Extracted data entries
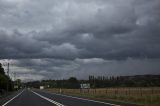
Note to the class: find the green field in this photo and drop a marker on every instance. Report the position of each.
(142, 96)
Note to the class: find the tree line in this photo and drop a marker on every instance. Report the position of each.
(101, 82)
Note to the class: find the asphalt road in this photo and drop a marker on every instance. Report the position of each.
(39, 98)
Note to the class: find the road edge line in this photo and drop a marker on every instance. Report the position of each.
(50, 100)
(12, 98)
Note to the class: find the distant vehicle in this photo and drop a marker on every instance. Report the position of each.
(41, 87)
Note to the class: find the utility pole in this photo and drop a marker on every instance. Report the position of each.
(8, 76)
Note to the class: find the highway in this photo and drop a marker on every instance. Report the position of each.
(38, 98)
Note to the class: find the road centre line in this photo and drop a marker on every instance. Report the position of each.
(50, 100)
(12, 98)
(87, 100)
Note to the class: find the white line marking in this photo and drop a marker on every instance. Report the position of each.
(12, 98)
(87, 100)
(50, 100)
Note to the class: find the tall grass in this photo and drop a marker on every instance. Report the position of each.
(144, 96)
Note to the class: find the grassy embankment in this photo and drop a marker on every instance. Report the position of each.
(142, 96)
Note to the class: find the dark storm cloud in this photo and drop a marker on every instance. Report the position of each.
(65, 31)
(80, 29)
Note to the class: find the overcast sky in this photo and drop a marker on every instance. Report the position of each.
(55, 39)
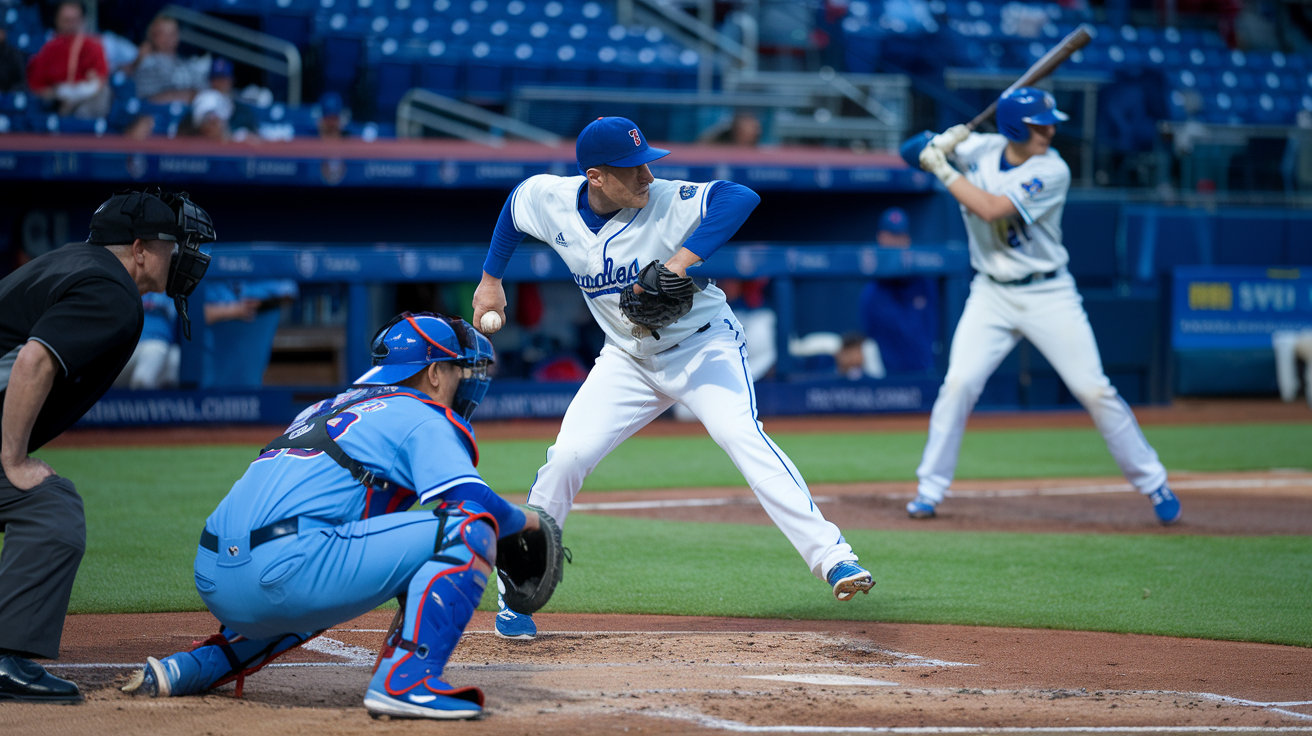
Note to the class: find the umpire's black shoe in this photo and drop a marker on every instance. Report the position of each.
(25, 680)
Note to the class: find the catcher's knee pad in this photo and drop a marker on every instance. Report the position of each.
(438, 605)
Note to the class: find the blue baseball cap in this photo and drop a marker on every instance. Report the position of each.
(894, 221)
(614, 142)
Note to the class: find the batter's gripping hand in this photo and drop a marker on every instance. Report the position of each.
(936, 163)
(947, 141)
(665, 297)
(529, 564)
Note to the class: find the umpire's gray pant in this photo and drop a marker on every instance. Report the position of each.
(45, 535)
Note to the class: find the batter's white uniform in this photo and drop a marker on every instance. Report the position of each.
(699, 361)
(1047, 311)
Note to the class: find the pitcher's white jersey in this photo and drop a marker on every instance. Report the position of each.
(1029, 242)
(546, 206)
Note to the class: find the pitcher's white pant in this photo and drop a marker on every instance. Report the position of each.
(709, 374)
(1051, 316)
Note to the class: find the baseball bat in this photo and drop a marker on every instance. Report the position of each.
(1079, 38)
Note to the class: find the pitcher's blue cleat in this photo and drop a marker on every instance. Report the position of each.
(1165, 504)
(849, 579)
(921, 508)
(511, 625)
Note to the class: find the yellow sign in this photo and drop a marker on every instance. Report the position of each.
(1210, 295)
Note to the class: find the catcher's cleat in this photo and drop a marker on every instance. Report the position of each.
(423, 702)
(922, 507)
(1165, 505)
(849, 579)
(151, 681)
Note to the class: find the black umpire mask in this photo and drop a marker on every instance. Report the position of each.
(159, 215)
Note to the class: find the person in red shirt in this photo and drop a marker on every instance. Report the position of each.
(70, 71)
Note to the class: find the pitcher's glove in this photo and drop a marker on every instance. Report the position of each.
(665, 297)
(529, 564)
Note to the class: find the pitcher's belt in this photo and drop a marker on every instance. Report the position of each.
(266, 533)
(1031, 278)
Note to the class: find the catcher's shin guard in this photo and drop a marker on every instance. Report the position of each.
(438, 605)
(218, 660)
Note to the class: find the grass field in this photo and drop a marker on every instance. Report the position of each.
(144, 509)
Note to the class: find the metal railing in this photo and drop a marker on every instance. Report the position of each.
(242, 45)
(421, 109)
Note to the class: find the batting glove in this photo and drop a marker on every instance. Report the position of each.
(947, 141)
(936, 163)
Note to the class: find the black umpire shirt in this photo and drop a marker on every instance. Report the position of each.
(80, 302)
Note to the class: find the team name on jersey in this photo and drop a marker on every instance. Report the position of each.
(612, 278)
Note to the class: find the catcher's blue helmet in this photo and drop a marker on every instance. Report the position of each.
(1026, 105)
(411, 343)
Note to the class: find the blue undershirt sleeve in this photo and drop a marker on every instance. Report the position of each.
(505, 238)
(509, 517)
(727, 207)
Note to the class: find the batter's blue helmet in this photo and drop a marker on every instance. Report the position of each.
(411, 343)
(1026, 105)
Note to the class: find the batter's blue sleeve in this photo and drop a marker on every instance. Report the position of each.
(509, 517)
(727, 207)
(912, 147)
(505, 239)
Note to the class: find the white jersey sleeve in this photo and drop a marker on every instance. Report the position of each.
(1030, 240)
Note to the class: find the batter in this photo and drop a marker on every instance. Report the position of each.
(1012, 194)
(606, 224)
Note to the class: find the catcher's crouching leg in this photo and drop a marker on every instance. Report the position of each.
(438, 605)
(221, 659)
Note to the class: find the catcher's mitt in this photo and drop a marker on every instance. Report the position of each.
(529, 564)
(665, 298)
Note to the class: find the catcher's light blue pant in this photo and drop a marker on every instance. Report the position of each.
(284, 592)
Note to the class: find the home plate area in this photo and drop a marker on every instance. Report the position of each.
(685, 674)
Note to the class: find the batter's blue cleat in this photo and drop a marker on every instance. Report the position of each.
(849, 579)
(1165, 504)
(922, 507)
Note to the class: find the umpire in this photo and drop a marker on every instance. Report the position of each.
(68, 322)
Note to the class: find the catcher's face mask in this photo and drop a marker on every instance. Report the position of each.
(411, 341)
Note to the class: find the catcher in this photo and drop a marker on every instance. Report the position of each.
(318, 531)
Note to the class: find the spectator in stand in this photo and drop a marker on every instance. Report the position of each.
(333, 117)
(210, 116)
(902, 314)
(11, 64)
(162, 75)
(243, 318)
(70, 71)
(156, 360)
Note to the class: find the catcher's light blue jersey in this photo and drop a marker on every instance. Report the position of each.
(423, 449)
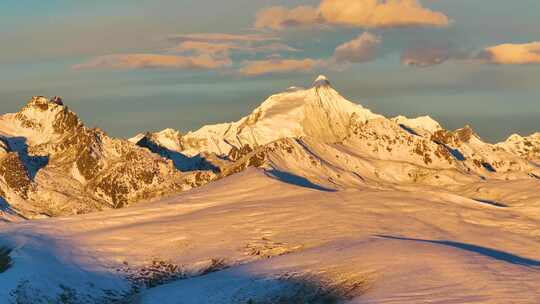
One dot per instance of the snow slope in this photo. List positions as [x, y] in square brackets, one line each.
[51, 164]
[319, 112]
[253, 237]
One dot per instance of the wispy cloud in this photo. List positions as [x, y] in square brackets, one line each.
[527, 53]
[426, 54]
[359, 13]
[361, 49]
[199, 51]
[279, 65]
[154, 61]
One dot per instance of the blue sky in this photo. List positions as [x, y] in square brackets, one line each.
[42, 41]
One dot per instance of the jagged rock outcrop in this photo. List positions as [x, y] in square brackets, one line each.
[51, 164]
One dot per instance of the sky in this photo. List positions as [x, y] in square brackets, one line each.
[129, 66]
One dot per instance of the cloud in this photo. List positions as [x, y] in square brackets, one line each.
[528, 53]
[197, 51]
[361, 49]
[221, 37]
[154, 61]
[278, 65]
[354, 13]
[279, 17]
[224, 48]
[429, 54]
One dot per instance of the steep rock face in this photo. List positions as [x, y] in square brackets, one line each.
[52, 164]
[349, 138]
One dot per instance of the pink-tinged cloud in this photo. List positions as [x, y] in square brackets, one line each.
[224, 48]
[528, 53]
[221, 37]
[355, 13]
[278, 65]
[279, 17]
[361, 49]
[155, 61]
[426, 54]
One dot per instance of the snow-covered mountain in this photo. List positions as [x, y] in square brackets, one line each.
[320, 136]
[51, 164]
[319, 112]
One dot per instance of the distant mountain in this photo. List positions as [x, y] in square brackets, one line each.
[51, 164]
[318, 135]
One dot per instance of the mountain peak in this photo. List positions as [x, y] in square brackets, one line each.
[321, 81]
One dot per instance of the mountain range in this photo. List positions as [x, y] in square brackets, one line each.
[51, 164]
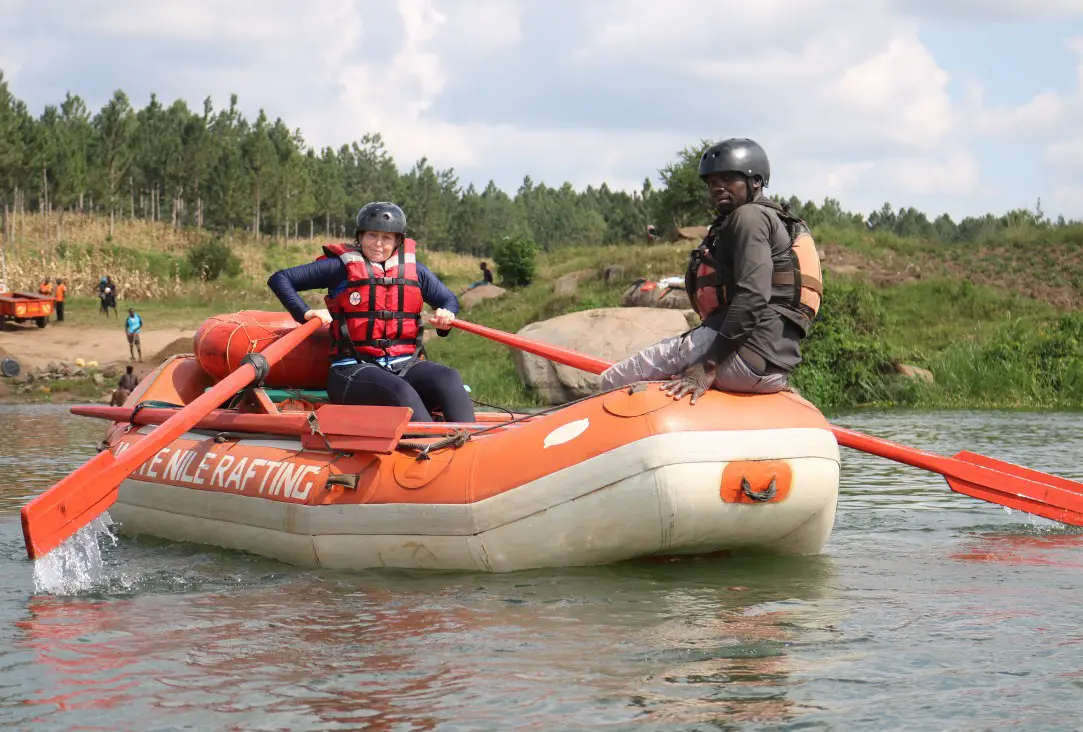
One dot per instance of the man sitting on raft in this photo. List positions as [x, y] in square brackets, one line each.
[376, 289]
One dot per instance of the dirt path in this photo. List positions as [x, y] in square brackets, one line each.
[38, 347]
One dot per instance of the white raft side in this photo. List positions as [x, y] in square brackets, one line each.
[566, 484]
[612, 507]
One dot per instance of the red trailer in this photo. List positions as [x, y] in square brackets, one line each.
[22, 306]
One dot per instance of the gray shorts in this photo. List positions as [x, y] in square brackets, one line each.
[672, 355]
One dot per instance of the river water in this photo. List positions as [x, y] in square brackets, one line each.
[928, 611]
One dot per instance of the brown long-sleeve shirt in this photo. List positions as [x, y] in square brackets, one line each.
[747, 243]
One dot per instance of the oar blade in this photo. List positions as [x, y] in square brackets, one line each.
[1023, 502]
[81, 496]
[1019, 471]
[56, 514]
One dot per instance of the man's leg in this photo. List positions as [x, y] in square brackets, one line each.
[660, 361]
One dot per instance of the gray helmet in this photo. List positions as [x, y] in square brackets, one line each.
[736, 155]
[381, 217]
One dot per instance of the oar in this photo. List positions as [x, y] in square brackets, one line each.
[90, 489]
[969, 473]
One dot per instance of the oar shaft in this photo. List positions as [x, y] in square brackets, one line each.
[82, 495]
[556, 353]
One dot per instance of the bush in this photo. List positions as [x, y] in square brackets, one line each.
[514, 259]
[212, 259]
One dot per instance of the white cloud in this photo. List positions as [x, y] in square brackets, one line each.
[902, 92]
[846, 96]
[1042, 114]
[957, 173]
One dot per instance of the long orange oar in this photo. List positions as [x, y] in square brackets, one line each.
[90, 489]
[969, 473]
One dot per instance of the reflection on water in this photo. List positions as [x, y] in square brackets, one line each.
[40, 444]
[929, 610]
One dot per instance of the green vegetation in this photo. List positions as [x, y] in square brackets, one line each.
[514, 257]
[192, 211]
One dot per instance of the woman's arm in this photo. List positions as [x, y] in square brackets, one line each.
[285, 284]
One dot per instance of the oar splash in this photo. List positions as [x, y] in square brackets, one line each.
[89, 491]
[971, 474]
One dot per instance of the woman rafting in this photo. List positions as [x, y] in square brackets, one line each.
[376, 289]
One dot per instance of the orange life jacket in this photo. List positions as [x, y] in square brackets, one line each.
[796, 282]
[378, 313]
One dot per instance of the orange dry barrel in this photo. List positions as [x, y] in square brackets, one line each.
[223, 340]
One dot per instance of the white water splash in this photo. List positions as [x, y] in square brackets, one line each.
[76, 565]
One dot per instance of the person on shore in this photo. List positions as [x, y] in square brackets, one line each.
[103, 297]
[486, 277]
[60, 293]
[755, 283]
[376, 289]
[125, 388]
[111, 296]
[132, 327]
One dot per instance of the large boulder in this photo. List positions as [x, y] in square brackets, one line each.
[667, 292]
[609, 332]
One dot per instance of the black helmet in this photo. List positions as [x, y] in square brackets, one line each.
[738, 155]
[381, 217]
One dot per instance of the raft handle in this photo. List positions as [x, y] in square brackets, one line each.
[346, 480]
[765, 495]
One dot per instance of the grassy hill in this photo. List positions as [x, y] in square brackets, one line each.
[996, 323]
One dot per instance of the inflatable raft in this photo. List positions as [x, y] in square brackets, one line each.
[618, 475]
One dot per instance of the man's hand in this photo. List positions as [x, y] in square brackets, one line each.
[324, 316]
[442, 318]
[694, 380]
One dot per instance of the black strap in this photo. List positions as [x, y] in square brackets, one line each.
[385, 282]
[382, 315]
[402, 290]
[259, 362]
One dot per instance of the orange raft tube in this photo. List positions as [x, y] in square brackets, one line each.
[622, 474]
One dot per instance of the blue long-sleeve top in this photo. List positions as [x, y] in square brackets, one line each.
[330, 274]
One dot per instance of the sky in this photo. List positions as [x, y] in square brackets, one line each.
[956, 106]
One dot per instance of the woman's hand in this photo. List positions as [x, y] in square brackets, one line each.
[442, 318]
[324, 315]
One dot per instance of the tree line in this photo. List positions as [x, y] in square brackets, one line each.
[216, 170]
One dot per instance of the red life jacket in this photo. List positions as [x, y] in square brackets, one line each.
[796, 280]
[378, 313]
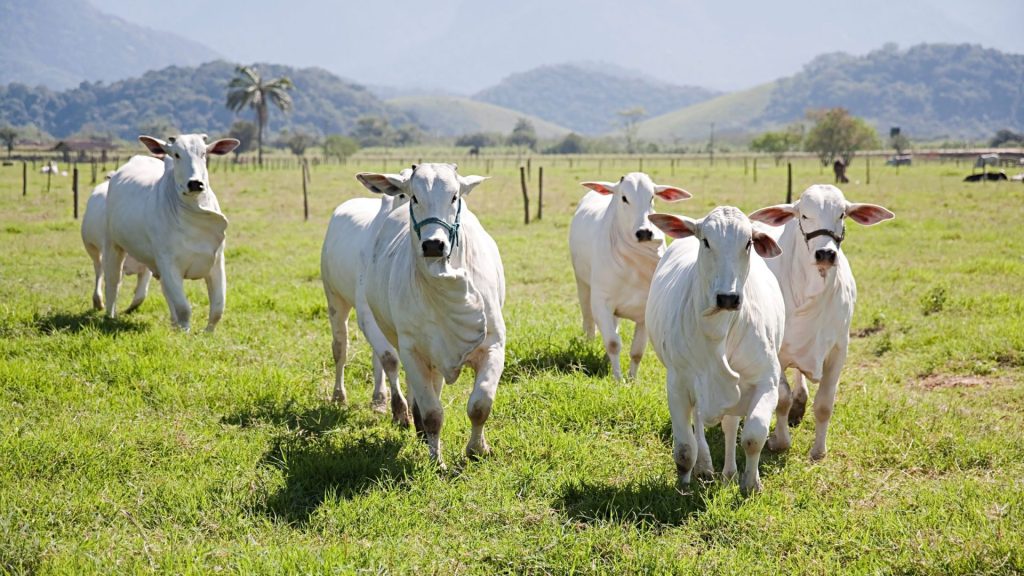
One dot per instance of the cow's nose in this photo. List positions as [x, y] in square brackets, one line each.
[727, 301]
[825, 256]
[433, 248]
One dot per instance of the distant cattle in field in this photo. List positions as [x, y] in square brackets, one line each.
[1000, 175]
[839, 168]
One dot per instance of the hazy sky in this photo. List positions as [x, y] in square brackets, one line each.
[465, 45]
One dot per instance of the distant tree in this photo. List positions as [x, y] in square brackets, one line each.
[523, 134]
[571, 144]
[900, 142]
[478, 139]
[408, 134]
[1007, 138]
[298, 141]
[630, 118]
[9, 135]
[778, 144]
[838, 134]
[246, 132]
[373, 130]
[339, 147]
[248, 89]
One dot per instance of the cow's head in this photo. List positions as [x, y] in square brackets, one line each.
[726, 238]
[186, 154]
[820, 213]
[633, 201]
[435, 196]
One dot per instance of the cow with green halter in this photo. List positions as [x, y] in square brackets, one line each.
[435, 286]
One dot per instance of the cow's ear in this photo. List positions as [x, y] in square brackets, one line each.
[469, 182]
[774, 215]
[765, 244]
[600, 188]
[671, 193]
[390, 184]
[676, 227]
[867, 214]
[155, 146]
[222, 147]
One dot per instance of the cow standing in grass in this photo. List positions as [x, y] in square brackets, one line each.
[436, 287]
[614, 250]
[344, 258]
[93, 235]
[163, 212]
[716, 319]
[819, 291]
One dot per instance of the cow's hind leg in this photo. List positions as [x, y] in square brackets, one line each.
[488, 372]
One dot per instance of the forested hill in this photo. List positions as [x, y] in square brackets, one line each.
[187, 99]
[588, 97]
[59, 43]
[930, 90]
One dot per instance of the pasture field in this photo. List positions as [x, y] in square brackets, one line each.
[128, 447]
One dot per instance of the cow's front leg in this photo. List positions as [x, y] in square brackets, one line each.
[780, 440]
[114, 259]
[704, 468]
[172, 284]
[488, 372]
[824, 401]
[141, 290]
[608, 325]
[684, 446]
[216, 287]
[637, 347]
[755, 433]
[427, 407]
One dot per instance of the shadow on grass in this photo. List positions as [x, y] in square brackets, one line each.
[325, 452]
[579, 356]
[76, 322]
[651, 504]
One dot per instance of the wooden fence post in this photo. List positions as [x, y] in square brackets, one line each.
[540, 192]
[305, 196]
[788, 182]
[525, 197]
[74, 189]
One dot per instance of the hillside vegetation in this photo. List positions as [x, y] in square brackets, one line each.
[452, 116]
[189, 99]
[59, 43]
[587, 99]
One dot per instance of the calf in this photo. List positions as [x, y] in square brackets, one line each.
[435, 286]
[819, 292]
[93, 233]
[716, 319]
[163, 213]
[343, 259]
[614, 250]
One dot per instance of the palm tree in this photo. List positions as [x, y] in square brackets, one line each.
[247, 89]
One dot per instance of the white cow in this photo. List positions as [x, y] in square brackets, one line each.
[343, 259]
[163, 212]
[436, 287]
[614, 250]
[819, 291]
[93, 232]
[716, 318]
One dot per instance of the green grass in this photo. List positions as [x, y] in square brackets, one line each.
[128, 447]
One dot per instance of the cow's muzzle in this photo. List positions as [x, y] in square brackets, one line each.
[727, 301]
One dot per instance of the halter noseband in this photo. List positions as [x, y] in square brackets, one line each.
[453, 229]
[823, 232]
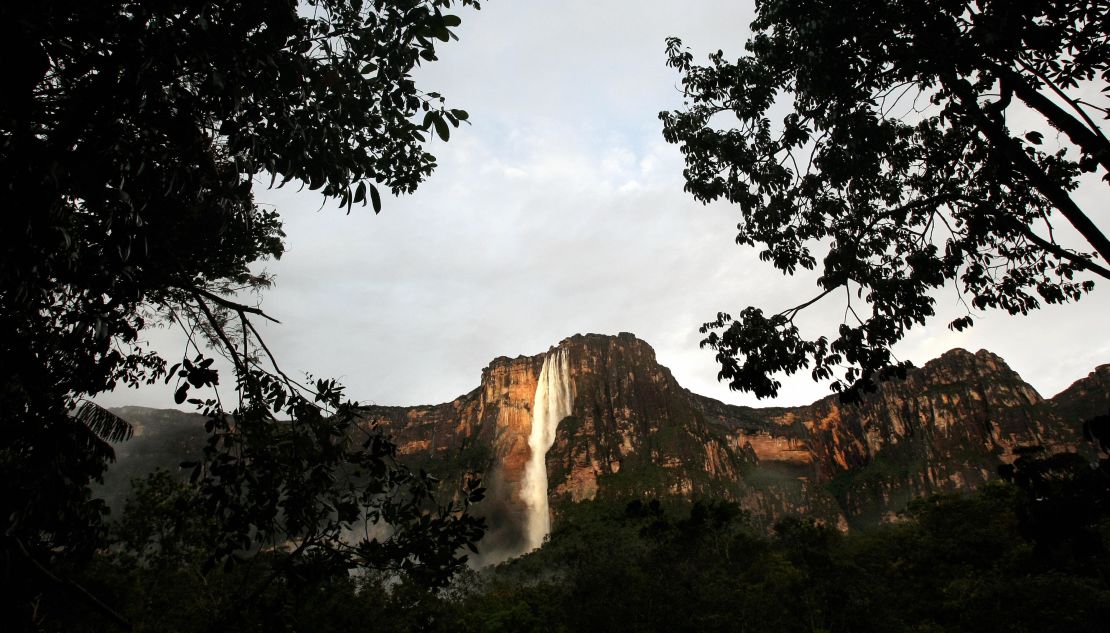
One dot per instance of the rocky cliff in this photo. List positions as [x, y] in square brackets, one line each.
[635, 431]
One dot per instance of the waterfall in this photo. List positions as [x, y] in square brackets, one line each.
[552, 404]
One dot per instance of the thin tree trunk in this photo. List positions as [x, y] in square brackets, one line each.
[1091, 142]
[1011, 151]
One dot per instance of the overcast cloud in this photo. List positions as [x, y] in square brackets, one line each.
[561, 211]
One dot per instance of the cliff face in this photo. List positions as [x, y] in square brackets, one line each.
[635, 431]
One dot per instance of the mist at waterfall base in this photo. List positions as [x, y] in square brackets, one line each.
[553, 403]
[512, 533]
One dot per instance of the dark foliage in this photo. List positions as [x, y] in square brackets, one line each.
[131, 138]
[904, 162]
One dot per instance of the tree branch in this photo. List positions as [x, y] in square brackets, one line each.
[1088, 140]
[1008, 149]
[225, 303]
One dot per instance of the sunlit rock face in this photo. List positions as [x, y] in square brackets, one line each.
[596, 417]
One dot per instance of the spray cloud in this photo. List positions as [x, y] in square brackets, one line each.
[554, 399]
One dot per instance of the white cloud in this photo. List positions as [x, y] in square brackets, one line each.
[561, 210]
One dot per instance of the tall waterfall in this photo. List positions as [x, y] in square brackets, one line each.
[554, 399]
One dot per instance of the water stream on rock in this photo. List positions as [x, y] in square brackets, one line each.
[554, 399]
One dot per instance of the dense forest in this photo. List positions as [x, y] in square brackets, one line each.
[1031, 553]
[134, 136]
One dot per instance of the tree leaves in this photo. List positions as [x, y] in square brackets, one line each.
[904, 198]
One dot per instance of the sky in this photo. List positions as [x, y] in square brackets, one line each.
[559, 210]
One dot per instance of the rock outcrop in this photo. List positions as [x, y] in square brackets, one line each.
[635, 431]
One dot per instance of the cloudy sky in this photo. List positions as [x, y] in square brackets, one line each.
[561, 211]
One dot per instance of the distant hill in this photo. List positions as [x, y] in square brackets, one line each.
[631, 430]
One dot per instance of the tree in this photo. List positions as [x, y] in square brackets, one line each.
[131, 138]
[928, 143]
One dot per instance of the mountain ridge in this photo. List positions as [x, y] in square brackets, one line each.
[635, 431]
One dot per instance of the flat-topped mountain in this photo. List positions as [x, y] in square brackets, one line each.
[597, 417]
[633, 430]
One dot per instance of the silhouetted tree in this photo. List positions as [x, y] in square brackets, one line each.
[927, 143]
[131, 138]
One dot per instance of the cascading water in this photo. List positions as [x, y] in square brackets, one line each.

### WHAT IS BEING ASKED
Print only the lines from the one with "One dot per instance of the rock outcrop" to the end of the records, both included.

### EXERCISE SOLUTION
One dot per instance of the rock outcrop in this photo. List positions as [x, y] in square brackets, one line each.
[635, 431]
One dot per instance of the cloudy sky in this photo. List positions as [x, y] in square brackets, one line each.
[561, 211]
One dot per instance of the distant hill in this photo. List positions as [x, y] in square brackets, one line each.
[631, 430]
One dot per instance of the tree in this photo. List positions as [x, y] in square brackets, one line each.
[131, 138]
[928, 143]
One dot per instance of the mountain ridge in this photo. List positions as [x, y] in square brackets, one line each.
[635, 431]
One dot per instance of the flat-topped mountain in this photo. List positions as [x, y] in square brackets, one line each.
[597, 417]
[633, 430]
One dot per instance of the silhouetted tree in this photo. List positions as [x, y] in square brackets, one line each.
[927, 143]
[131, 138]
One dot per instance of the cascading water in this photo. List positions as [x, y] in square brackets, one line each.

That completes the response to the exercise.